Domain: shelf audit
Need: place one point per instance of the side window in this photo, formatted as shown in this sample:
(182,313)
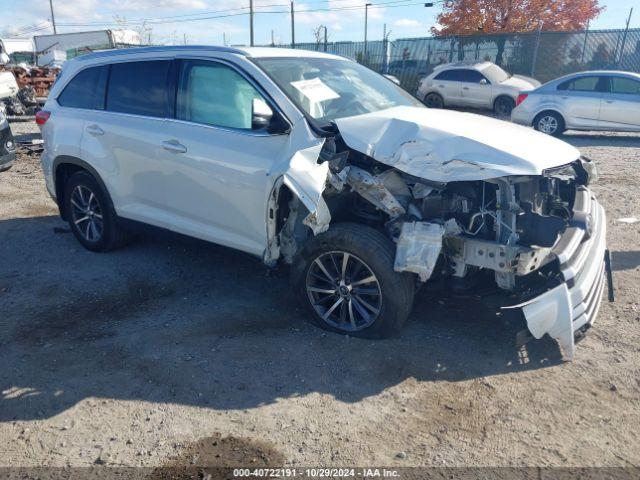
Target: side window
(625,85)
(582,84)
(139,88)
(471,76)
(215,94)
(86,89)
(451,75)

**Exercise instructions:** Copy every row above word for word, leaving out the pictures.

**Exercise response:**
Domain: shelf audit
Need: place one point per instance of the side window in this photo, formatted as shown in this sample:
(182,313)
Target: side window
(625,85)
(582,84)
(139,88)
(471,76)
(215,94)
(86,89)
(451,75)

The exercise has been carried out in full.